#### [Data excerpts]
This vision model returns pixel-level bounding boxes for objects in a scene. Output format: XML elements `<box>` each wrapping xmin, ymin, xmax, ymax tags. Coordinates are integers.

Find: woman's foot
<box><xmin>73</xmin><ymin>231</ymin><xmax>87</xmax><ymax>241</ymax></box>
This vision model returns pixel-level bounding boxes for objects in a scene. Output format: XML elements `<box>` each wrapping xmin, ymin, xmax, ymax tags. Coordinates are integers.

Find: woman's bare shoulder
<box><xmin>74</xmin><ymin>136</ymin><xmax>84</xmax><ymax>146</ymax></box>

#### [What the task requires]
Everything in the data above should be output exactly as it stands.

#### [Exercise output]
This vision model returns pixel-level bounding boxes for objects in a scene. Output format: XML elements `<box>` each wrapping xmin, ymin, xmax, ymax tags. Coordinates are integers.

Find: woman's foot
<box><xmin>73</xmin><ymin>231</ymin><xmax>87</xmax><ymax>241</ymax></box>
This vision model returns pixel-level bounding boxes for objects in a scene. Output format: XML elements `<box>` each wrapping xmin, ymin, xmax, ymax tags. Coordinates are integers.

Find: woman's bare shoulder
<box><xmin>74</xmin><ymin>136</ymin><xmax>84</xmax><ymax>146</ymax></box>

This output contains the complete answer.